Required work:
All of the records below need to be written out exactly, but without the pictures.

[Stored entries]
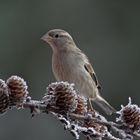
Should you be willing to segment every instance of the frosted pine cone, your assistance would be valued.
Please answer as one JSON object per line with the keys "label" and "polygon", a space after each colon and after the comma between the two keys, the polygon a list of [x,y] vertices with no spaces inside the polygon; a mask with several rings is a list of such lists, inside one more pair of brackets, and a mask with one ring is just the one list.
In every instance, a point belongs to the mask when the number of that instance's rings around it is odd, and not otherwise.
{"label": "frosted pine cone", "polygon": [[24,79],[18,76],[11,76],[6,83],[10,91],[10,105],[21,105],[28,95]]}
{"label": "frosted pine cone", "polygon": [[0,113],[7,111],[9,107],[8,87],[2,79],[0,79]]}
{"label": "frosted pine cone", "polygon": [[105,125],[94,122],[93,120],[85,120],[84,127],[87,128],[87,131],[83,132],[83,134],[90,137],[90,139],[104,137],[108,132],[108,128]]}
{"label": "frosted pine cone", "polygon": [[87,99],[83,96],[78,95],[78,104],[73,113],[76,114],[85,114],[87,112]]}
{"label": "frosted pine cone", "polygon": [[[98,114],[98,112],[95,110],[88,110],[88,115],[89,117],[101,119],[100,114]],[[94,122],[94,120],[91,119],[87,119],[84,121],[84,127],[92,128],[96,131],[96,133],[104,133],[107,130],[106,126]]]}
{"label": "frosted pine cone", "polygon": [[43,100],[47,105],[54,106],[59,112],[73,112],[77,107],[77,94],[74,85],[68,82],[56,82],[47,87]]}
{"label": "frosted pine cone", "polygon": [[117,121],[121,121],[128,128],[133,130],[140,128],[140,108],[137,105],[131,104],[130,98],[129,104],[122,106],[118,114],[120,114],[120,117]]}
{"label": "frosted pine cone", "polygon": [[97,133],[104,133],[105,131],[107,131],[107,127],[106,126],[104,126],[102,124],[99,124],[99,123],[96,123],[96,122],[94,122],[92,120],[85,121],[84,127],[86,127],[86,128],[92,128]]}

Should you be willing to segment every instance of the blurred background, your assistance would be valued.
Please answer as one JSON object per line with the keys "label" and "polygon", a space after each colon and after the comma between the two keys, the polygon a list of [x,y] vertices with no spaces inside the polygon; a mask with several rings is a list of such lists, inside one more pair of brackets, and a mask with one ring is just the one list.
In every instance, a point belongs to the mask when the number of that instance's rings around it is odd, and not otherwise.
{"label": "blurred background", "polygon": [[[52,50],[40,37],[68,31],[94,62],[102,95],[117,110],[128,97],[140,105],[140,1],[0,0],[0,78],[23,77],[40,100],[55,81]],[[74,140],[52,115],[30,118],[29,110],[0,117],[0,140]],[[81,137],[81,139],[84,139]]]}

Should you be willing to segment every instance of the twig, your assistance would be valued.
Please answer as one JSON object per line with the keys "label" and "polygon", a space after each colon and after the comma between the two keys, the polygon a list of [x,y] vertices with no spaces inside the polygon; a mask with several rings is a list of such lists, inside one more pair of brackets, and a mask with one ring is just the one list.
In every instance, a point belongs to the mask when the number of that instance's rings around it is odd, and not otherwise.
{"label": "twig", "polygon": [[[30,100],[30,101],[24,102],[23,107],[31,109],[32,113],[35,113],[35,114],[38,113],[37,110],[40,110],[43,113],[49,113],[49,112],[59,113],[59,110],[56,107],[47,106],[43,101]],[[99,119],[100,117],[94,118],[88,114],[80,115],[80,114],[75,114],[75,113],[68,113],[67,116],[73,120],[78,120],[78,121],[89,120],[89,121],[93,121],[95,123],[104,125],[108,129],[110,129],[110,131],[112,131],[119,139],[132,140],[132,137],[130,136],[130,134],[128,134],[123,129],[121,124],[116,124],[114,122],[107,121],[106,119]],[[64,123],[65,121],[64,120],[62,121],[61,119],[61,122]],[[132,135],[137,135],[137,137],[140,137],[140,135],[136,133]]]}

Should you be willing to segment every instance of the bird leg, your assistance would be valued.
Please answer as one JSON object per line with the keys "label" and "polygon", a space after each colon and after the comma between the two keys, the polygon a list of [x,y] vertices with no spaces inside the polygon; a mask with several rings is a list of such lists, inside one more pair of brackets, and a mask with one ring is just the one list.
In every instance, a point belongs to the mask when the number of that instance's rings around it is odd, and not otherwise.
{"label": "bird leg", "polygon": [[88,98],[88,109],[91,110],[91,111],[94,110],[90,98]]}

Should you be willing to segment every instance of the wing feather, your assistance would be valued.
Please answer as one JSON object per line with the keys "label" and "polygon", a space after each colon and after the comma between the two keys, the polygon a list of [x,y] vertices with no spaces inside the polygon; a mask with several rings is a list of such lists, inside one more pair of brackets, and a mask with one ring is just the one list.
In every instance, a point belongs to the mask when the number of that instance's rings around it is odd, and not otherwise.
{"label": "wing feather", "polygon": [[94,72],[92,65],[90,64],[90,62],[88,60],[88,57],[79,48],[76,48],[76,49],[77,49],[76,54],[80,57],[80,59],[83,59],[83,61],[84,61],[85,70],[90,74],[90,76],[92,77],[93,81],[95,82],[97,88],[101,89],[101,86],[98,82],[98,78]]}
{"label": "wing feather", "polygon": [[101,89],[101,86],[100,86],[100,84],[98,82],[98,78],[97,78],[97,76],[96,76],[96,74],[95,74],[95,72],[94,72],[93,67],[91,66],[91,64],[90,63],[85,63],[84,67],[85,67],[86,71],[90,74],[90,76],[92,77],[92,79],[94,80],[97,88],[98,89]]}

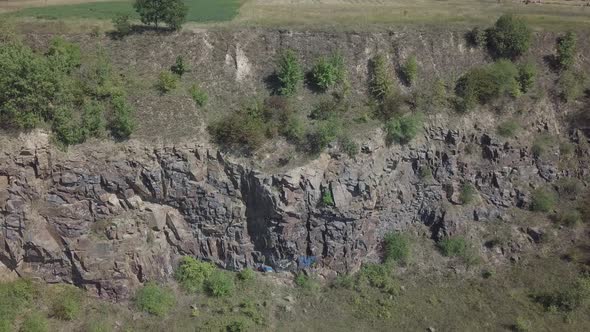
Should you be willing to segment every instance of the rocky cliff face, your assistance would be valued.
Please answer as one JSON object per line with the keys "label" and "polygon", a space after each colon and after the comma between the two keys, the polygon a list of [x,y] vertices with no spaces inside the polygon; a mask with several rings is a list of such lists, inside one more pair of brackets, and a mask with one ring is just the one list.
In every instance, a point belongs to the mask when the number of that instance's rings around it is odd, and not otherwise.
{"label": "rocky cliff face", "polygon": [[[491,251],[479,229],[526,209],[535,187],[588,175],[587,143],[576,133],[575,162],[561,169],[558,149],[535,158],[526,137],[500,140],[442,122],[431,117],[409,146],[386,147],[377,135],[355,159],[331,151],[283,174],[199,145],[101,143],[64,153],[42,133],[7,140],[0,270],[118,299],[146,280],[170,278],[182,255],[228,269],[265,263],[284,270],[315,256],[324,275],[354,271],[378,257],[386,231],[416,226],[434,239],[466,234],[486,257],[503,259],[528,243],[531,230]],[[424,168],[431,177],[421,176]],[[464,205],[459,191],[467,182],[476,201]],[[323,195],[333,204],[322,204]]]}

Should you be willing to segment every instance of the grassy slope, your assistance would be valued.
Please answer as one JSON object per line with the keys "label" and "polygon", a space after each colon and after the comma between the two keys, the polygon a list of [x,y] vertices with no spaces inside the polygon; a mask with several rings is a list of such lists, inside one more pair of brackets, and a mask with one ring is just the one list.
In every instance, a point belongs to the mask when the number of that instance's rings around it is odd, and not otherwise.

Response to this task:
Should you be willing to segment every instance of the frosted pine cone, your assistance would be valued.
Please answer as one JSON object per line with the keys "label" and "polygon", a space after each colon and after the comma between the two keys, the polygon a list of [x,y] vertices with no spaces inside the polygon; a mask with several rings is a list of such lists, inside one more pair of brackets, and a mask with one ring is just the one list.
In every instance, a point belongs to the mask when the number of that instance's rings around it is odd, and not otherwise.
{"label": "frosted pine cone", "polygon": [[24,79],[18,76],[11,76],[6,83],[10,91],[10,105],[21,105],[28,95]]}
{"label": "frosted pine cone", "polygon": [[0,113],[7,111],[9,107],[8,87],[2,79],[0,79]]}
{"label": "frosted pine cone", "polygon": [[105,125],[94,122],[93,120],[85,120],[84,127],[87,128],[87,131],[83,132],[83,134],[90,137],[90,139],[104,137],[108,132],[108,128]]}
{"label": "frosted pine cone", "polygon": [[87,99],[83,96],[78,95],[78,104],[73,113],[76,114],[85,114],[87,112]]}
{"label": "frosted pine cone", "polygon": [[[98,114],[98,112],[95,110],[88,110],[88,115],[89,117],[101,119],[100,114]],[[94,122],[94,120],[91,119],[87,119],[84,121],[84,127],[92,128],[96,131],[96,133],[104,133],[107,130],[106,126]]]}
{"label": "frosted pine cone", "polygon": [[43,100],[47,105],[54,106],[59,112],[73,112],[77,107],[77,94],[74,85],[68,82],[56,82],[47,87]]}
{"label": "frosted pine cone", "polygon": [[117,121],[121,121],[128,128],[133,130],[140,128],[140,108],[137,105],[131,104],[130,98],[129,104],[122,106],[118,114],[120,114],[120,117]]}
{"label": "frosted pine cone", "polygon": [[97,133],[104,133],[105,131],[107,131],[107,127],[106,126],[104,126],[102,124],[99,124],[99,123],[96,123],[96,122],[94,122],[92,120],[85,121],[84,127],[86,127],[86,128],[92,128]]}

Should you be willing to segment every instance of the blurred background, your assistance would be valued.
Please answer as one JSON object per line with the keys "label" and "polygon", a space after each colon and after the comma between the two keys, the polygon a list of [x,y] vertices with no spaces inside the polygon; a mask with several rings is a list of such lists, inside one more pair of brackets, and a mask with one ring is just the one list.
In every instance, a point belongs to the mask when the number of that instance's rings around it is odd, and not otherwise.
{"label": "blurred background", "polygon": [[[52,50],[40,37],[68,31],[94,62],[102,95],[117,110],[128,97],[140,105],[140,1],[0,0],[0,78],[23,77],[40,100],[55,81]],[[74,140],[52,115],[30,118],[29,110],[0,117],[0,140]],[[81,137],[81,139],[84,139]]]}

Should you be willing to segment every instance of the twig, your assistance would be valued.
Please answer as one JSON object per line with the keys "label" and "polygon", a space after each colon and after the comma between the two keys, the polygon a list of [x,y] vertices with no spaces inside the polygon; a mask with several rings is a list of such lists, inside one more pair of brackets, and a mask with one ring is just the one list.
In every instance, a point belongs to the mask when the number of that instance's rings around it is odd, and not otherwise.
{"label": "twig", "polygon": [[[30,100],[30,101],[24,102],[23,107],[31,109],[32,113],[35,113],[35,114],[38,113],[37,110],[40,110],[43,113],[49,113],[49,112],[59,113],[59,110],[56,107],[47,106],[43,101]],[[99,119],[100,117],[94,118],[88,114],[80,115],[80,114],[75,114],[75,113],[68,113],[67,116],[73,120],[78,120],[78,121],[89,120],[89,121],[93,121],[95,123],[104,125],[108,129],[110,129],[110,131],[112,131],[119,139],[132,140],[132,137],[130,136],[130,134],[128,134],[123,129],[121,124],[116,124],[114,122],[107,121],[106,119]],[[64,123],[65,121],[64,120],[62,121],[61,119],[61,122]],[[132,135],[137,135],[137,137],[140,137],[140,135],[136,133]]]}

Should you be willing to segment every instance of the bird leg, your assistance would be valued.
Please answer as one JSON object per line with the keys "label" and "polygon", a space after each colon and after the comma between the two keys, the polygon a list of [x,y] vertices with no spaces inside the polygon; a mask with several rings is a list of such lists, inside one more pair of brackets, and a mask with one ring is just the one list.
In every instance, a point belongs to the mask when the number of that instance's rings around it is odd, and not otherwise.
{"label": "bird leg", "polygon": [[88,98],[88,109],[91,110],[91,111],[94,110],[90,98]]}

Should you be willing to segment every instance of the wing feather, your assistance would be valued.
Please answer as one JSON object per line with the keys "label" and "polygon", a space after each colon and after the comma between the two keys, the polygon a list of [x,y] vertices with no spaces inside the polygon; a mask with several rings is a list of such lists, inside one more pair of brackets, and a mask with one ring is just the one list.
In every instance, a point belongs to the mask when the number of that instance's rings around it is odd, and not otherwise.
{"label": "wing feather", "polygon": [[94,72],[92,65],[90,64],[90,62],[88,60],[88,57],[79,48],[76,48],[76,49],[77,49],[76,54],[80,57],[80,59],[83,59],[83,61],[84,61],[85,70],[90,74],[90,76],[92,77],[93,81],[95,82],[97,88],[101,89],[101,86],[98,82],[98,78]]}
{"label": "wing feather", "polygon": [[101,89],[101,86],[100,86],[100,84],[98,82],[98,78],[97,78],[97,76],[96,76],[96,74],[95,74],[95,72],[94,72],[93,67],[91,66],[91,64],[90,63],[85,63],[84,67],[85,67],[86,71],[90,74],[90,76],[92,77],[92,79],[94,80],[97,88],[98,89]]}

Should you be willing to segment every instance of the rocky cliff face, your assistance would be valued.
Please answer as one JSON object per line with the keys "label" and "polygon", a space after each colon and after the comma between the two keys, the polygon a list of [x,y] vertices with no spaces inside the polygon; a mask with several rings is a list of such lists, inside one more pair of brackets, and a mask with one ring is just the one list.
In every instance, a point belongs to the mask when the number of that instance's rings around it is odd, and not otherwise.
{"label": "rocky cliff face", "polygon": [[[491,251],[479,229],[526,209],[535,187],[588,175],[587,143],[576,133],[575,162],[561,169],[558,149],[535,158],[526,137],[500,140],[442,122],[431,117],[409,146],[386,147],[377,135],[355,159],[331,151],[283,174],[199,145],[101,143],[64,153],[42,133],[7,140],[0,270],[118,299],[146,280],[170,278],[182,255],[228,269],[265,263],[284,270],[315,256],[324,275],[354,271],[378,257],[386,231],[416,226],[434,239],[466,234],[486,257],[503,259],[528,243],[531,230]],[[424,168],[431,177],[421,176]],[[464,205],[459,191],[467,182],[476,201]],[[323,195],[333,204],[322,204]]]}

Should you be willing to segment every instance of the grassy slope, your assistance would be valued.
Please answer as one JSON object per line with the keys "label" and "polygon", a space after each colon and after the comma between the two keys, the polygon a list of [x,y] vertices with no spaces inside the polygon; a mask with several rings is a list of such lists, inside one more pair of brackets, and a mask with one ring is just the one list.
In every instance, a point belongs to the mask when the number of that instance's rings around it is odd, and not otherwise.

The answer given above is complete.